*WHAT IS NEEDED:* Would you retype, word for word, the line with "the silver mazda3" and every line after it through the end of the records below?

┌──

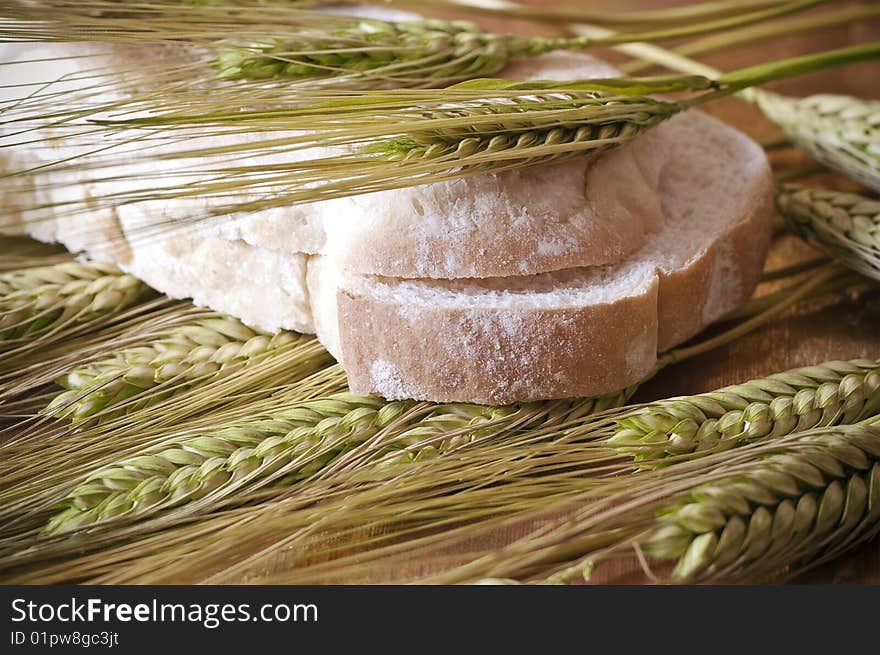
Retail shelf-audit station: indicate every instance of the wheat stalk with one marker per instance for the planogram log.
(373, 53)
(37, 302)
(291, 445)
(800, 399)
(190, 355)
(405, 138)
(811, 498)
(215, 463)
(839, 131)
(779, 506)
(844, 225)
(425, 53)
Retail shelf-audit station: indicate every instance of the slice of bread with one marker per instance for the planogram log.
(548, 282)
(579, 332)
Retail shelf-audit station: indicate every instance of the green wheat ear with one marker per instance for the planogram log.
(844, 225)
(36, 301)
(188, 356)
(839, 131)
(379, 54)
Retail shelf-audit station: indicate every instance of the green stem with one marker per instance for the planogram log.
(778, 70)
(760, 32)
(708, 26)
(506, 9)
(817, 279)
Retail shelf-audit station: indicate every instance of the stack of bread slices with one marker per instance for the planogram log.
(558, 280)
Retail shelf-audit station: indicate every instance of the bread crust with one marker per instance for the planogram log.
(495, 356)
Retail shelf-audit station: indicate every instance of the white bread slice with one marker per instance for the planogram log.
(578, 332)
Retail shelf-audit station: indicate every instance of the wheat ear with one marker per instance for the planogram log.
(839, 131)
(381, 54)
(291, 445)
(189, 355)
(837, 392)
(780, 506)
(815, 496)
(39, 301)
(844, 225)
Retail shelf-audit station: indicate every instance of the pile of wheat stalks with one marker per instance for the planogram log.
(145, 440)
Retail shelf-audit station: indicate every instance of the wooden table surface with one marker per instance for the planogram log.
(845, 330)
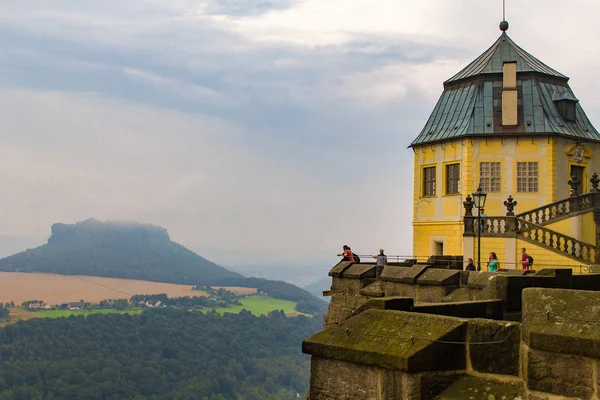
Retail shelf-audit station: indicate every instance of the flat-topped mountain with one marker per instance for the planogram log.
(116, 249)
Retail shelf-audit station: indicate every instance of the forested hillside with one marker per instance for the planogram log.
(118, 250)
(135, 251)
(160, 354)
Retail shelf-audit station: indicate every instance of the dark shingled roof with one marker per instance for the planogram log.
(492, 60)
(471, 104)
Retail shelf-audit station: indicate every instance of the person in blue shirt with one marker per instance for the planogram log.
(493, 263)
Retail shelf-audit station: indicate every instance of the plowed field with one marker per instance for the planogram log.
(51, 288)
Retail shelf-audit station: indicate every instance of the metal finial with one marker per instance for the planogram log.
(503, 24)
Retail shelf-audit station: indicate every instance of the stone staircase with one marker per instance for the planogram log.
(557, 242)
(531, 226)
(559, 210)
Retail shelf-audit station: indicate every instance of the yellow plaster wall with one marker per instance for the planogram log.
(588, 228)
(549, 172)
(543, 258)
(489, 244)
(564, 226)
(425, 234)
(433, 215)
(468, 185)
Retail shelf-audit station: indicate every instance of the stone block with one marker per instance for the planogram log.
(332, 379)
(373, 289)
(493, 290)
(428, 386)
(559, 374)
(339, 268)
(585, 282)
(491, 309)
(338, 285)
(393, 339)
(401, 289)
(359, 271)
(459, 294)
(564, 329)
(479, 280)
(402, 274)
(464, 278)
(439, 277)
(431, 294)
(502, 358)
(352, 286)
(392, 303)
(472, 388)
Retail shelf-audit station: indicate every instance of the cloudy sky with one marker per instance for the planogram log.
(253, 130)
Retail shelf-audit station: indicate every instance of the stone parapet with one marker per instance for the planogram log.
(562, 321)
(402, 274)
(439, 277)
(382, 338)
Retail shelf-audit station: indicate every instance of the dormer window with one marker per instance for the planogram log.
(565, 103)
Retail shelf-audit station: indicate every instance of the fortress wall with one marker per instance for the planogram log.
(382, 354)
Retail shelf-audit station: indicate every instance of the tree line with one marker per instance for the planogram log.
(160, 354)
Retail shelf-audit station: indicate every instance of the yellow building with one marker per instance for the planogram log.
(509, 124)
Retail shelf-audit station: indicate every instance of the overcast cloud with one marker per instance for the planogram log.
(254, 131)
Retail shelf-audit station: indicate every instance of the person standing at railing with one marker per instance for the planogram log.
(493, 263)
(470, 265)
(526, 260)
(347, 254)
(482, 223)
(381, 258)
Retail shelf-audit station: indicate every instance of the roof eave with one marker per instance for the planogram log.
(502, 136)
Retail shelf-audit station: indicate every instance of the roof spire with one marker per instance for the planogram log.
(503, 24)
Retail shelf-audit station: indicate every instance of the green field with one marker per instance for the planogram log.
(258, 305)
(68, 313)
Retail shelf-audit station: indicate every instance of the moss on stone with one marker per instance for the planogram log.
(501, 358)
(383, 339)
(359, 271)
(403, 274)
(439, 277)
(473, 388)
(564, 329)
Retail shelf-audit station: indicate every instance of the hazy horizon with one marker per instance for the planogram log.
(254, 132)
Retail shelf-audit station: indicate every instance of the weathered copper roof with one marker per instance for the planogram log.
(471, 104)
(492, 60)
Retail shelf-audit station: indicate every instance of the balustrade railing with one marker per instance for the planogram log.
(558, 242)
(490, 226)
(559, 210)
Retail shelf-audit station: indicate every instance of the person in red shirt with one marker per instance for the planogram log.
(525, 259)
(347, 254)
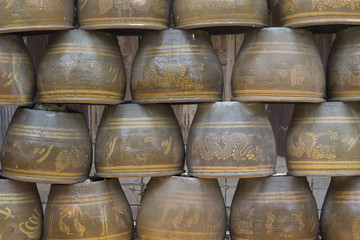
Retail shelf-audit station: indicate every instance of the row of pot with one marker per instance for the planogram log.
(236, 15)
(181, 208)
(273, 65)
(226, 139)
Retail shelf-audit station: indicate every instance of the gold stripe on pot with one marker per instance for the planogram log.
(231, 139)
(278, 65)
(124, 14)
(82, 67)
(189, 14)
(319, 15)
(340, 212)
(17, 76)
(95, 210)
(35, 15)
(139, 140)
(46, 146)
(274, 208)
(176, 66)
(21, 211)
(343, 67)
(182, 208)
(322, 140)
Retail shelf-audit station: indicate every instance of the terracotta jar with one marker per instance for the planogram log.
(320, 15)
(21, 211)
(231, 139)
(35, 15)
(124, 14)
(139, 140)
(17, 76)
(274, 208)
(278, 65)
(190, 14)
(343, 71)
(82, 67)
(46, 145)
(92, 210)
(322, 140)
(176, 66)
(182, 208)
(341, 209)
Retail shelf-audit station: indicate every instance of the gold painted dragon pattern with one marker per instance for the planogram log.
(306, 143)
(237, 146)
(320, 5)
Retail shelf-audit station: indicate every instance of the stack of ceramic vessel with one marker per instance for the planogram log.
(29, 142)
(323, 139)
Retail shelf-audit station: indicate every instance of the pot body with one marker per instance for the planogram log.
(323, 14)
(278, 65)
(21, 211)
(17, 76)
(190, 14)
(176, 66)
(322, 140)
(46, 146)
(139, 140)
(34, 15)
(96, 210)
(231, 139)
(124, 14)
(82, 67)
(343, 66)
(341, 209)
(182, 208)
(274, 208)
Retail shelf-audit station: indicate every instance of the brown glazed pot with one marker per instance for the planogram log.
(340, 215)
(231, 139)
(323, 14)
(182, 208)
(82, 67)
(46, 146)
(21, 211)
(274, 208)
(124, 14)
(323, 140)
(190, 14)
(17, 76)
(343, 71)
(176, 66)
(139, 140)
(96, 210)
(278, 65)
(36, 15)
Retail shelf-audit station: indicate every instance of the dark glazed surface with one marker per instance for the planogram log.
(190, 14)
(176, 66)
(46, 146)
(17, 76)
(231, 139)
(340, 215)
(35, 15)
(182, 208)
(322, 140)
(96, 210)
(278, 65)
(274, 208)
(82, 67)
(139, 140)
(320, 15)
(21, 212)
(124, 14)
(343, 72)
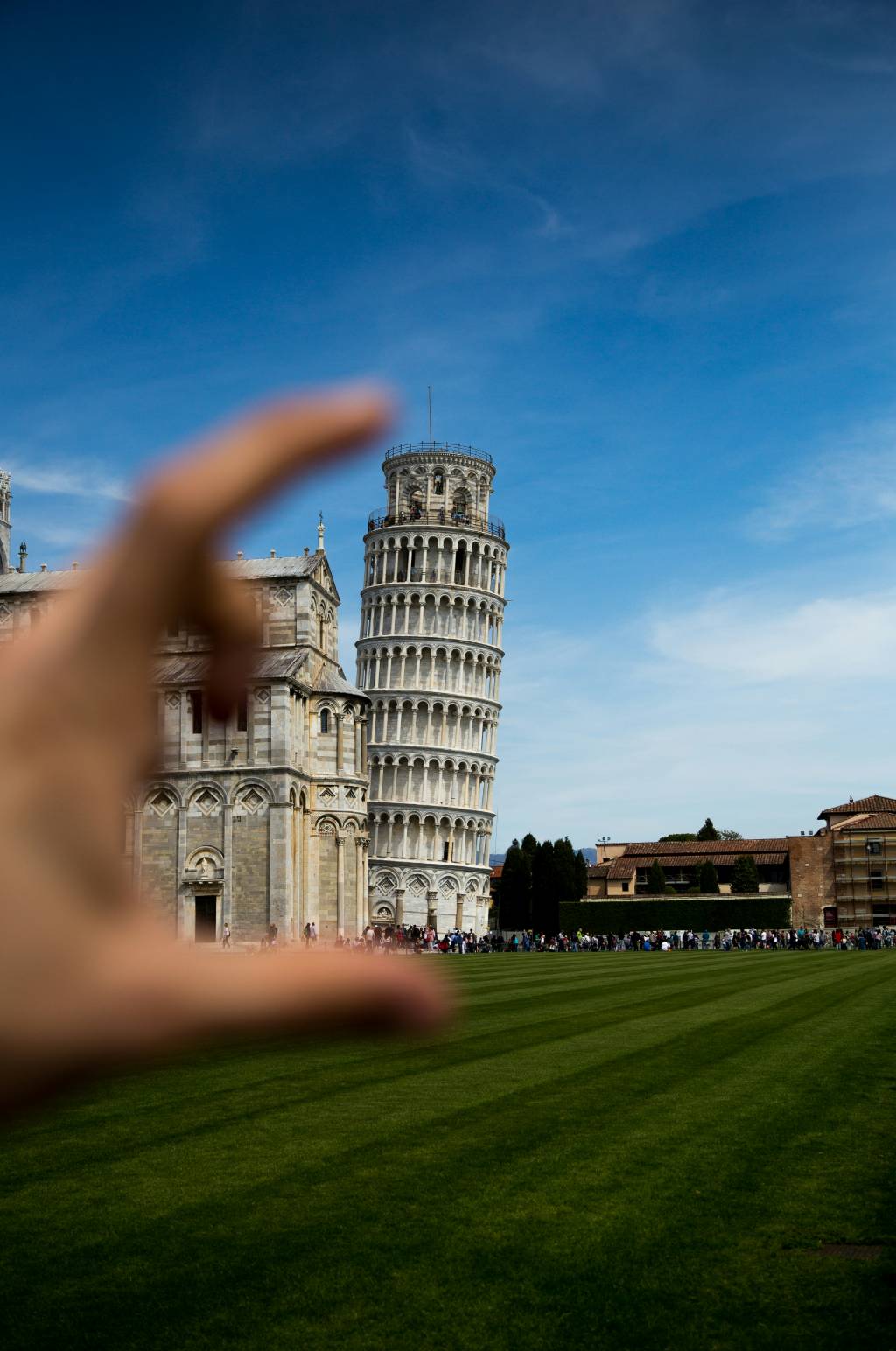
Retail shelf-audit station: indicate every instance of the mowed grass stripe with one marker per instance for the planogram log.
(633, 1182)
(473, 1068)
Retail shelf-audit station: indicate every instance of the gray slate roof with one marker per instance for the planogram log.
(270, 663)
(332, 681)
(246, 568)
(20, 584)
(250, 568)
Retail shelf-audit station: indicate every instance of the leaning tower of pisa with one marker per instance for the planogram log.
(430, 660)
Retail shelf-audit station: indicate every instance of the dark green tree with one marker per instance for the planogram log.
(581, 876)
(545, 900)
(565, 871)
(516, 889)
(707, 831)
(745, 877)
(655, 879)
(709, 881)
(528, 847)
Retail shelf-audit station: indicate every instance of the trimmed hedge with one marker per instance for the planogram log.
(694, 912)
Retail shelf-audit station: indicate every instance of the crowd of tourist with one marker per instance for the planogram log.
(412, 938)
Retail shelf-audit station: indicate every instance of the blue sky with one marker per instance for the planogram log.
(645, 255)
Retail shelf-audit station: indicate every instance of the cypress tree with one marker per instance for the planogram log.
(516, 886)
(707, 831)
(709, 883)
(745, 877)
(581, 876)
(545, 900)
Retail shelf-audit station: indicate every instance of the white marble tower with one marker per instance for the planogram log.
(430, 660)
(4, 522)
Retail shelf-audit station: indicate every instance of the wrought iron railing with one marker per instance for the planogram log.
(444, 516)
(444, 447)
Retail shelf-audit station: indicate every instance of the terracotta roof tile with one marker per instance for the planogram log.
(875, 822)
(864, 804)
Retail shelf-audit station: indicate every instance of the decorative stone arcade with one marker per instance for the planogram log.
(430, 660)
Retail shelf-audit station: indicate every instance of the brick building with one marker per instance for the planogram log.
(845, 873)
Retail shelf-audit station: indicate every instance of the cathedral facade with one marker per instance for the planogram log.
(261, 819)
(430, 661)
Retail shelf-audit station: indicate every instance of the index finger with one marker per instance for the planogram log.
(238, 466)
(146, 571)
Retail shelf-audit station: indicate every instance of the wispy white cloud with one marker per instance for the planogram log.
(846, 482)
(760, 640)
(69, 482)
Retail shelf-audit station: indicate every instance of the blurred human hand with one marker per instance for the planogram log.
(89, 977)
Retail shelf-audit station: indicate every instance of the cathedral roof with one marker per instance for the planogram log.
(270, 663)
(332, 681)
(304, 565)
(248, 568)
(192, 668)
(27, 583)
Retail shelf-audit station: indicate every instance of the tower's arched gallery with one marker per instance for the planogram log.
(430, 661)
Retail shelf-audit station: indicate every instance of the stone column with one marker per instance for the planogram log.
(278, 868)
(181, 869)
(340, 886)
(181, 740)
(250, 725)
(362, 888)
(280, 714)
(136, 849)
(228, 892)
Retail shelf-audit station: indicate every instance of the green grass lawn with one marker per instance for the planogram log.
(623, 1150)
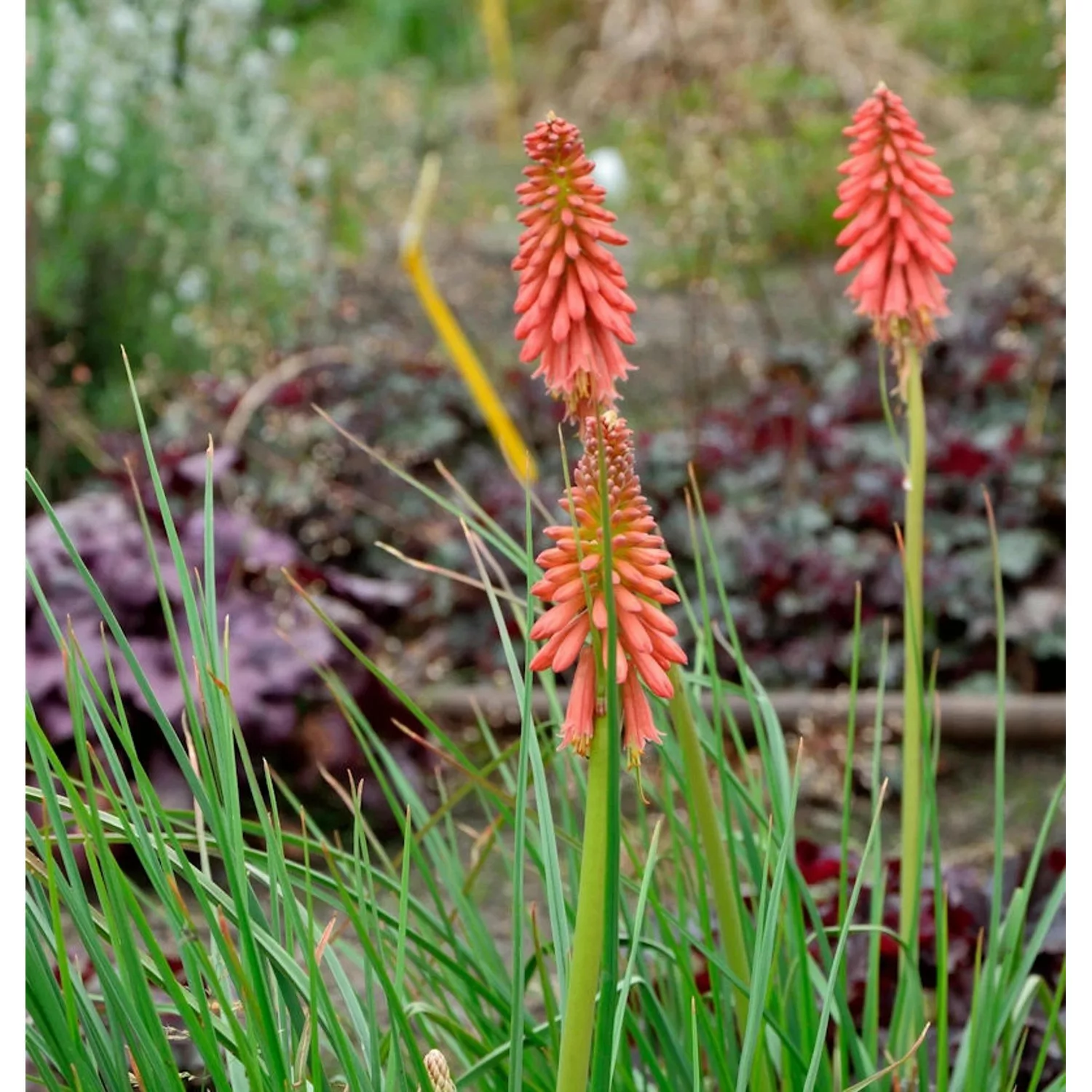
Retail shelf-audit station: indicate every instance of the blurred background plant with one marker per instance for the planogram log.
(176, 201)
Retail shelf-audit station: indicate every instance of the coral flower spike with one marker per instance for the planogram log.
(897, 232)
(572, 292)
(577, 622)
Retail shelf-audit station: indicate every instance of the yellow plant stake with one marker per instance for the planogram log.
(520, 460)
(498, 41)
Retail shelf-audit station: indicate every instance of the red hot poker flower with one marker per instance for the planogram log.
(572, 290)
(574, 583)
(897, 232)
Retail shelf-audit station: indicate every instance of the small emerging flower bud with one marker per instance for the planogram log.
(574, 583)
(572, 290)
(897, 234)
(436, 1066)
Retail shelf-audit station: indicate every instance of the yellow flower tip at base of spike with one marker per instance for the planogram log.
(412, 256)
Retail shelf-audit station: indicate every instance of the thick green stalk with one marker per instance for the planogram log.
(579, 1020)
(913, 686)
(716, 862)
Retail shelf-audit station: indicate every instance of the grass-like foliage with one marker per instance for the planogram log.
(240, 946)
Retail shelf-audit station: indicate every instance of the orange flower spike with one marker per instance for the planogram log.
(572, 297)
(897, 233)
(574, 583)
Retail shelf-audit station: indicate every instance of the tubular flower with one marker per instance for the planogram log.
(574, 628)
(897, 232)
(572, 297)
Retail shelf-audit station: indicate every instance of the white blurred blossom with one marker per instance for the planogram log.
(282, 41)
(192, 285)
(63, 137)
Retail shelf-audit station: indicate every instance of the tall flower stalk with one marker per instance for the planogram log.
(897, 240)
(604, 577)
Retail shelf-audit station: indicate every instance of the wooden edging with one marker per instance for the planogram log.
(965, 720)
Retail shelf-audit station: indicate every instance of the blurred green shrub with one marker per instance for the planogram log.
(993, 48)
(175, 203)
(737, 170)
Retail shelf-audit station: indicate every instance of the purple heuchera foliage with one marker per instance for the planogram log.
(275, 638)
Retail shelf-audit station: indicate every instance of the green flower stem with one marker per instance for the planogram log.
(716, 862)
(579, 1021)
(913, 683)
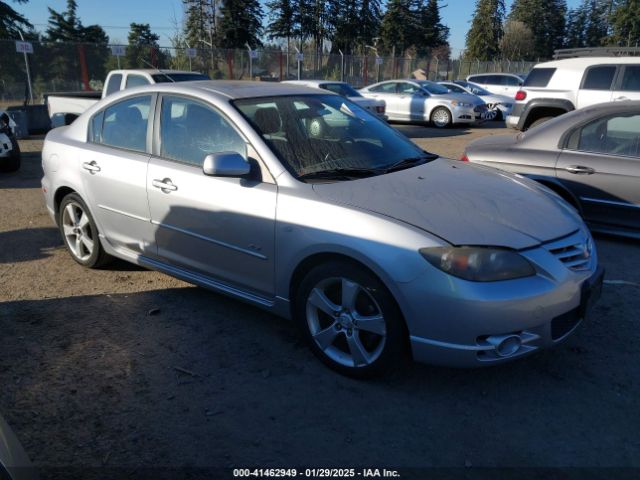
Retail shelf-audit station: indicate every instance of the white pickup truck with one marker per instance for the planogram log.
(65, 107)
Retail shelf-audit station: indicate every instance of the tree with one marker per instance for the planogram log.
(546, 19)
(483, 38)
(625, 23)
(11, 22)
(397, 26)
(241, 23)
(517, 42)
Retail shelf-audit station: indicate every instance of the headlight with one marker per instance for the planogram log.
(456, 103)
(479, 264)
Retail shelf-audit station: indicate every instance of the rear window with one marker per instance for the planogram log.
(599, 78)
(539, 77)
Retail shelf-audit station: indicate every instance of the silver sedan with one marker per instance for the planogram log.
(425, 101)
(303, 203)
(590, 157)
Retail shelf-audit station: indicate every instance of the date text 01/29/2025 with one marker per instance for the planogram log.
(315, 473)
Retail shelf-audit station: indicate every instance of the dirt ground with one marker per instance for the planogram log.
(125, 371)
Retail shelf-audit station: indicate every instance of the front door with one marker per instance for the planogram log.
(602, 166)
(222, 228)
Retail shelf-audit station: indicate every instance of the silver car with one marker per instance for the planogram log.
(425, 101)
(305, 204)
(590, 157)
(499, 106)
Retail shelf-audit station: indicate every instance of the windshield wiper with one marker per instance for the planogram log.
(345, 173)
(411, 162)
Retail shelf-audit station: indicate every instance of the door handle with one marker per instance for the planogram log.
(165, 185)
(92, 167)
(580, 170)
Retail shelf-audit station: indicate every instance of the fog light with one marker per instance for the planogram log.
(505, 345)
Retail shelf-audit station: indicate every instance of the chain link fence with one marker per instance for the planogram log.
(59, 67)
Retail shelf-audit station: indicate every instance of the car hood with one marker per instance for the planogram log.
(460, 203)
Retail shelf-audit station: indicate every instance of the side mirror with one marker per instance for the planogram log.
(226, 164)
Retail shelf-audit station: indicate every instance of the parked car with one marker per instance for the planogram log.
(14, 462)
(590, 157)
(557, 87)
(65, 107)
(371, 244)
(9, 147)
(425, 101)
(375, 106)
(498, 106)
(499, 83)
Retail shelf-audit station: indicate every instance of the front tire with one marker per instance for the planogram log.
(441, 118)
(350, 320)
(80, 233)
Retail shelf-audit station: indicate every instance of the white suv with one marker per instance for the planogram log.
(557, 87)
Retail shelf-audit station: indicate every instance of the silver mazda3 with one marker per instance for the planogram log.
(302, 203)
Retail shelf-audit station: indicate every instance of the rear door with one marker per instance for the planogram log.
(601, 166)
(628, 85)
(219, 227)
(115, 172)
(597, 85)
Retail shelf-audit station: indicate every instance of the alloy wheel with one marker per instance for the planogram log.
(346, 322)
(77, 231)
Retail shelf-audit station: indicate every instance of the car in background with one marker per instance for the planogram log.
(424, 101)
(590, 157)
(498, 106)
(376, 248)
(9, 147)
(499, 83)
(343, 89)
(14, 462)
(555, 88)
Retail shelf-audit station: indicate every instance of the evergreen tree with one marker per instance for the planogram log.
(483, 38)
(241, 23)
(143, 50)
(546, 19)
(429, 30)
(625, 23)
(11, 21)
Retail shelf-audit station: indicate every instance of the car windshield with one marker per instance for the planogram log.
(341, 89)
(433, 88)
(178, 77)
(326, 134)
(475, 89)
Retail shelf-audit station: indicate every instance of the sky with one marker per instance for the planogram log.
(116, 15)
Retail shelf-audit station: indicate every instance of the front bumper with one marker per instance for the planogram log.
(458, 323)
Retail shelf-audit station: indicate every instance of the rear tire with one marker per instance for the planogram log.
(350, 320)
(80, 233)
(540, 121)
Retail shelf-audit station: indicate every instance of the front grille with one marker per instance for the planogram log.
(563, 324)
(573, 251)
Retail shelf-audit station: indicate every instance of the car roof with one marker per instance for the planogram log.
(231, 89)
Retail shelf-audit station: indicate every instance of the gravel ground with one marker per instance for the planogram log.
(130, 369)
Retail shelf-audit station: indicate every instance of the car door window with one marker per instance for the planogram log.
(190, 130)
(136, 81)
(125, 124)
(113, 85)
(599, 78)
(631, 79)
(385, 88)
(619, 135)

└──

*RESULT OF THE EXERCISE:*
Retail shelf-audit station: indicate every instance of the silver mazda3 with one marker per instance for the planogram log.
(302, 203)
Retail shelf-audit station: indicate every instance of the rear door with one marker per instance for the planogram log.
(601, 166)
(628, 85)
(219, 227)
(115, 172)
(597, 85)
Retail shelf-audit station: indicate every instance of the alloy wheel with one marker per instance for the planogram log.
(346, 322)
(77, 231)
Retail shelf-audit station: indicate every instance of the car in background with one marker per instance for the planogram log.
(424, 101)
(590, 157)
(498, 106)
(376, 248)
(9, 147)
(499, 83)
(343, 89)
(14, 462)
(555, 88)
Retail shelf-audit station: indicate every instance of the evergreen tree with one marker per instance for the planogram log.
(483, 38)
(241, 23)
(143, 50)
(546, 19)
(429, 30)
(625, 23)
(11, 21)
Retail shelf-audit station: indicate every instance of the car windshield with one marker per instance for the planogram log.
(341, 89)
(433, 88)
(178, 77)
(326, 134)
(475, 89)
Retail shelf-audit station: indicate every instance of the sky with one marker per instance for the planogram log.
(116, 15)
Retail shelf-audit station: indicate every instance of the front bumper with one marker per instance for the planogram log.
(458, 323)
Retail shelf-audit station: indicate every instance of the rear tire with one marker per instance for the planogram log.
(350, 320)
(80, 233)
(540, 121)
Retail shelf-audit station: indicate every instance of the front grille with one marker per instance for the planogram log.
(563, 324)
(573, 251)
Retail shelf-audit station: indicate every instance of the car roof with one marker per instance for the planogram log.
(231, 89)
Retail shelf-audit station: indicate every instance of the gravel ground with one marker per instance for the planogram log.
(130, 369)
Retail shelf-audit station: indicate every instance of the car door window with one marker per instance for the planogram log.
(190, 130)
(136, 81)
(125, 124)
(113, 85)
(599, 78)
(631, 79)
(385, 88)
(619, 135)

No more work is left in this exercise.